# Stated exercise
Summarize the page on the PowerPC kernel binary interface in two sentences.
## begin Document extract
| |
PowerPC Kernel Binary Interface
page maintained by Joshua LeVasseur (jtl@ira.uka.de)
The Problem
The kernel is compiled with gcc, and gcc supports a few standards for
inter-function calling conventions. Considering the goals of a microkernel
environment, L4Ka::Pistachio uses a modified SVR4 embedded
ABI. The kernel deviates from the embedded SVR4 ABI in terms of register
allocation for callee-saved versus caller-saved registers, which are
adjusted via gcc command lines switches.
But one issue remains in the SVR4 ABI which severely impacts the performance
of the kernel's main code paths, due to the abstraction of kernel data
types in bitfields and classes.
The Solution
A patch to gcc has been developed internally, but isn't yet ready for
release.
Details
Rather than rewrite a description of the problem, I quote my post to
the freebsd-ppc list
(refer to list archives for the
entire thread):
From: Joshua LeVasseur
Date: Sat Aug 17, 2002 10:29:44 PM Europe/Berlin
To: freebsd-ppc@freebsd.org
Subject: freebsd-ppc: gcc's SysV ABI and parameter passing
While analyzing the code generated by gcc, I noticed that gcc implements
quite a literal interpretation of the System V ABI for parameter
passing.
From the spec:
"A struct, union, or long double, any of which shall be treated as a
pointer to the object, or to a copy of the object where necessary to
enforce call-by-value semantics. Only if the caller can ascertain that
the object is "constant" can it pass a pointer to the object itself."
Some example code, which declares a union for representing a 32-bit
bit-field (common for kernel code).
-----------------------
class simple_t {
public:
union {
unsigned raw;
struct {
unsigned yoda : 16;
unsigned vader : 16;
} x;
};
};
int add( simple_t a, simple_t b )
{
return a.raw + b.raw;
}
int main( void )
{
simple_t a, b;
a.raw = 1;
b.raw = 2;
return add( a, b );
}
----------------------
gcc, using the SysV ABI, will generate the following code:
add:
lwz r0,0(r3)
lwz r3,0(r4)
add r3,r0,r3
blr
main:
li r0,1
li r9,2
stw r0,8(r1)
stw r9,12(r1)
addi r3,r1,8
addi r4,r1,12
bl add
Notice how gcc writes the values to the stack before calling add(), and
then loads them off the stack in the add() function. Rather than
passing them as 32-bit parameters.
Now inspect the code generated by an alternative ABI (I use a modified
eabi to generate tight code). This code is also generated by Apple's
MachO ABI, and the AIX ABI (although I lack access to an AIX box).
add:
add r3,r3,r4
blr
main:
li r3,1
li r4,2
b add
|
## end Document extract
## begin Information shown
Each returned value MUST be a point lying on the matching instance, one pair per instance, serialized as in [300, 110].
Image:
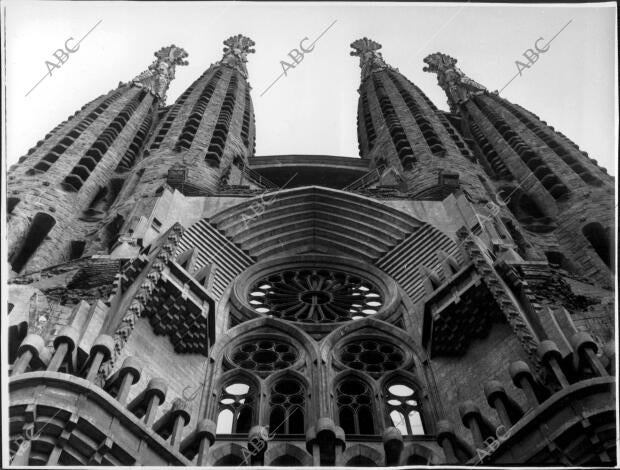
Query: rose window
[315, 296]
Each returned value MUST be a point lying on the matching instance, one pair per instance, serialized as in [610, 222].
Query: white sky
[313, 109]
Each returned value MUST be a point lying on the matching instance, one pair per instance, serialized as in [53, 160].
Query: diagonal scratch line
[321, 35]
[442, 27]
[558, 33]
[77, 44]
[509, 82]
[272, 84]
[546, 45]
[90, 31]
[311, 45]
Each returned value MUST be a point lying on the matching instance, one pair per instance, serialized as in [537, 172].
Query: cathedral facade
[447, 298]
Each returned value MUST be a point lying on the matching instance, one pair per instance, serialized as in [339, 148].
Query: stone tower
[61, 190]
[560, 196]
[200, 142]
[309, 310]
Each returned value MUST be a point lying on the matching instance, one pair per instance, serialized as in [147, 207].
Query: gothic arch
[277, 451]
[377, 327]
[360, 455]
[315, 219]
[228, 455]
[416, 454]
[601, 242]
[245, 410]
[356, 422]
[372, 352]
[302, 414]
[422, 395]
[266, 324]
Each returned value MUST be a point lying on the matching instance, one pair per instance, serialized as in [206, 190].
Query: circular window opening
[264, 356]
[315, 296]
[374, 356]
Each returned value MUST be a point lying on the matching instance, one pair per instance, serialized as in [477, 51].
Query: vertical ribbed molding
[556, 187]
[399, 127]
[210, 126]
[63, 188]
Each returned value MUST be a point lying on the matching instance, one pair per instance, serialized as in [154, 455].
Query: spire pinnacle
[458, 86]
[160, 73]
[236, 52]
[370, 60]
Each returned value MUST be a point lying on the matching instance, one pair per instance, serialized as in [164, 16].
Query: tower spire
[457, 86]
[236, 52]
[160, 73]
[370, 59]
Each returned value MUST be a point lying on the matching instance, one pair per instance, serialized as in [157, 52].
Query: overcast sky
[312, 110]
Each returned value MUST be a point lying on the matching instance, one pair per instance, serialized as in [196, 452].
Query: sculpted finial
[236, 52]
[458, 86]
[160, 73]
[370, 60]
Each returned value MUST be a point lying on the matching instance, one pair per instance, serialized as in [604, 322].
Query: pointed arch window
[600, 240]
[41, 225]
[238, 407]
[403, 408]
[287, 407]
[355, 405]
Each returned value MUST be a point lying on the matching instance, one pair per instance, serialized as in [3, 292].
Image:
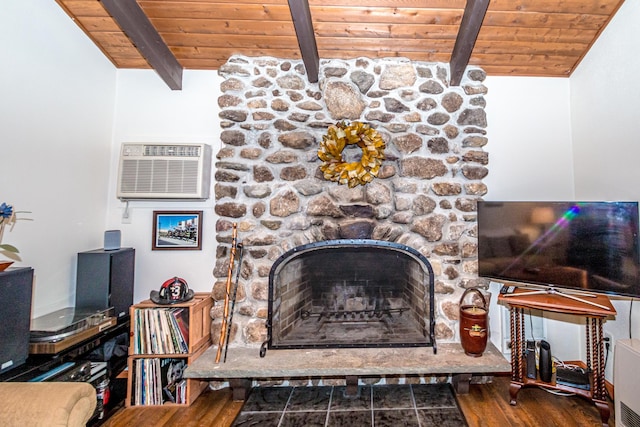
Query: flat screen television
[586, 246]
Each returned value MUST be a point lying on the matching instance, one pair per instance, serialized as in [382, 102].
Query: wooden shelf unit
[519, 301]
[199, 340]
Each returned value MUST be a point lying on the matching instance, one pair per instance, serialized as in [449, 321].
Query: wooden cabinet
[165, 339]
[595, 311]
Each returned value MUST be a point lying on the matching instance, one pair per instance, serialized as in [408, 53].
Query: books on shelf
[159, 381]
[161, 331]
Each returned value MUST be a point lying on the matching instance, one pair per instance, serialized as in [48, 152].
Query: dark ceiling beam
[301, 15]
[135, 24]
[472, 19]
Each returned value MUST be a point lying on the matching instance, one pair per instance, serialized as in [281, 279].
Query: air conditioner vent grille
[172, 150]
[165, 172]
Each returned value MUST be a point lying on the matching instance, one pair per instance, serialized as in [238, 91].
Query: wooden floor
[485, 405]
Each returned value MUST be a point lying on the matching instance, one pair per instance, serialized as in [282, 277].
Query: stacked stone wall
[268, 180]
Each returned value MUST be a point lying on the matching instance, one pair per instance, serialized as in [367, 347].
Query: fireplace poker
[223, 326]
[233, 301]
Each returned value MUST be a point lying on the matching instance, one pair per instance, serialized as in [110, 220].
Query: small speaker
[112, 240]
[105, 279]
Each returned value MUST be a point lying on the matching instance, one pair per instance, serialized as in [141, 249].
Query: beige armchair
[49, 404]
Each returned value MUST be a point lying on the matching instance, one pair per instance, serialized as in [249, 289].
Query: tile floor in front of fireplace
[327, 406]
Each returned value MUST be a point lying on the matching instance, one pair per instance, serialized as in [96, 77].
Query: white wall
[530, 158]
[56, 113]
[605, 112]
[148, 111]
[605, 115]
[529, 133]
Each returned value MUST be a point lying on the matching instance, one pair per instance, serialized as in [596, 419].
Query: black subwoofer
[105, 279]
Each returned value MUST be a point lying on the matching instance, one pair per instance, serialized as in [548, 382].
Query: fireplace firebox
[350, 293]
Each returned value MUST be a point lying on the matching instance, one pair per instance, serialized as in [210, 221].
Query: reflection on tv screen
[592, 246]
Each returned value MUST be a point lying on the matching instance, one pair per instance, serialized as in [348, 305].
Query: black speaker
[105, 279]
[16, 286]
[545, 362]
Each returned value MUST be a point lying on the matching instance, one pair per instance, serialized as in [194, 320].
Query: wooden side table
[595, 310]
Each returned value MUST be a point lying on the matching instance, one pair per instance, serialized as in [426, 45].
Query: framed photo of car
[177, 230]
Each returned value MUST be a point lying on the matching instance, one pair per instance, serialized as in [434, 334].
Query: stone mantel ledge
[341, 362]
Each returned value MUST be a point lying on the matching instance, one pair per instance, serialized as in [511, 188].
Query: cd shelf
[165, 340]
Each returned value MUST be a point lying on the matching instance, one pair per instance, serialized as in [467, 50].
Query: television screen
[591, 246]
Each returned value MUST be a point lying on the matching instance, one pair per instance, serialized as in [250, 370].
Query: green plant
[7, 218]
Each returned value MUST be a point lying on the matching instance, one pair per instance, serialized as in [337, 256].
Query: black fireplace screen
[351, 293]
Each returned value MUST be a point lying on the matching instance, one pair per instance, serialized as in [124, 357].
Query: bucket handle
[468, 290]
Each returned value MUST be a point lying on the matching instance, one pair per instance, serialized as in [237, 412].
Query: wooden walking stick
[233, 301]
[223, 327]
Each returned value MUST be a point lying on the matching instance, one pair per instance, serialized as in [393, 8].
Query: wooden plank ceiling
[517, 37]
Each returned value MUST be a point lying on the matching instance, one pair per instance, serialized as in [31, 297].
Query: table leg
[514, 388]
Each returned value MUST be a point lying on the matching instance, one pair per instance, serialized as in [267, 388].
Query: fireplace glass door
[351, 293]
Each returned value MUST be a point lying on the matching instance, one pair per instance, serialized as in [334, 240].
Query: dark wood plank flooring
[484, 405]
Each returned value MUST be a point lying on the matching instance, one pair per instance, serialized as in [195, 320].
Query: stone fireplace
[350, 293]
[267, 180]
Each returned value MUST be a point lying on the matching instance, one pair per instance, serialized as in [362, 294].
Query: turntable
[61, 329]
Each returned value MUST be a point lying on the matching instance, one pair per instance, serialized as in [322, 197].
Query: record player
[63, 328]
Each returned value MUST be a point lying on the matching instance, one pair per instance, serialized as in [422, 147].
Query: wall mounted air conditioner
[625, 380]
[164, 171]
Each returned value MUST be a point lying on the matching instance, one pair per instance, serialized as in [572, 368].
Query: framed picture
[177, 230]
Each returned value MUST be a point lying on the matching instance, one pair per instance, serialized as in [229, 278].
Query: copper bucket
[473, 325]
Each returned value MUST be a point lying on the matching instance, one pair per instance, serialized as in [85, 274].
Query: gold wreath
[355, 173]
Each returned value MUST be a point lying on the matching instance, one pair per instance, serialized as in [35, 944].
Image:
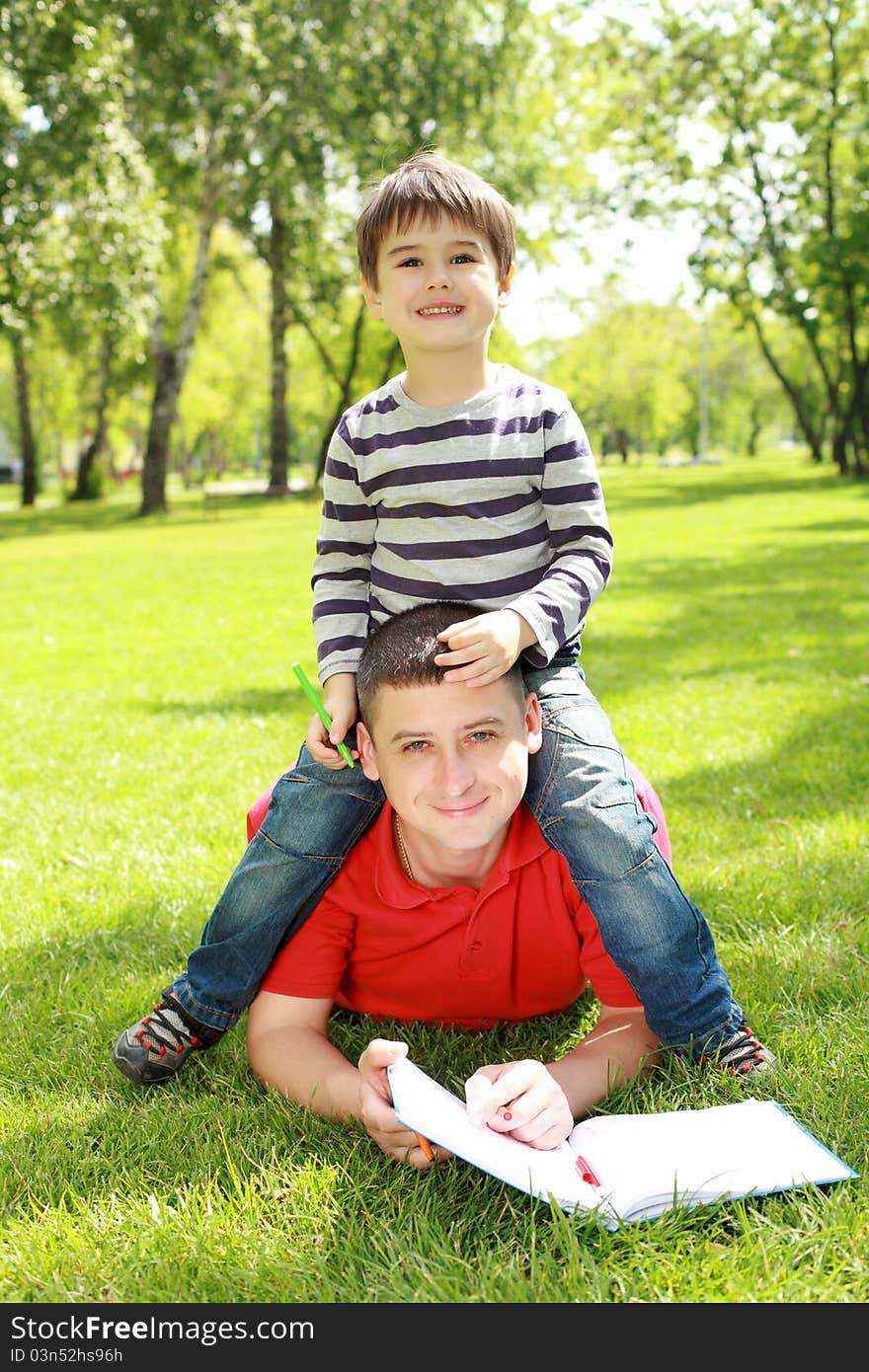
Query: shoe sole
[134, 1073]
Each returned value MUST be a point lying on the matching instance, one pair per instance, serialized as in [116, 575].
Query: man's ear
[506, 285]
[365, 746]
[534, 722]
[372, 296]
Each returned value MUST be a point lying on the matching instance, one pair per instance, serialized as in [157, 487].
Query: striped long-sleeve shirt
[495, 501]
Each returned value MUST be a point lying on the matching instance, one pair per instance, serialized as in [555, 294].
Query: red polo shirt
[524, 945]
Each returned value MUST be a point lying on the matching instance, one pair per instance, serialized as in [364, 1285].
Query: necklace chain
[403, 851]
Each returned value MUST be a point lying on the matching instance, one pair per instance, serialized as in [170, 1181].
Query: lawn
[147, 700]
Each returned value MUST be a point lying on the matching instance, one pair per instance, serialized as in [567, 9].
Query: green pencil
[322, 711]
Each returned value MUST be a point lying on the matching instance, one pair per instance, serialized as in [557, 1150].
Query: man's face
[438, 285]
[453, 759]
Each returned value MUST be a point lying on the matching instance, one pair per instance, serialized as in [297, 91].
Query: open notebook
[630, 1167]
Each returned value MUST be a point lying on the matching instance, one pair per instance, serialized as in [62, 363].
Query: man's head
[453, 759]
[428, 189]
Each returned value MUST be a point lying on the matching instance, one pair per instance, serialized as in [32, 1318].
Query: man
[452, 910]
## end Information shown
# Exercise result
L4Ka::Pistachio is compiled with gcc using a modified SVR4 embedded ABI, but one remaining SVR4 ABI issue severely hurts performance on the kernel's main code paths because kernel data types are abstracted in bitfields and classes. A quoted freebsd-ppc post shows that under the SysV ABI gcc writes such values to the stack before a call and loads them back in the called function, whereas a modified eabi generates tight code; a gcc patch has been developed internally but isn't yet ready for release.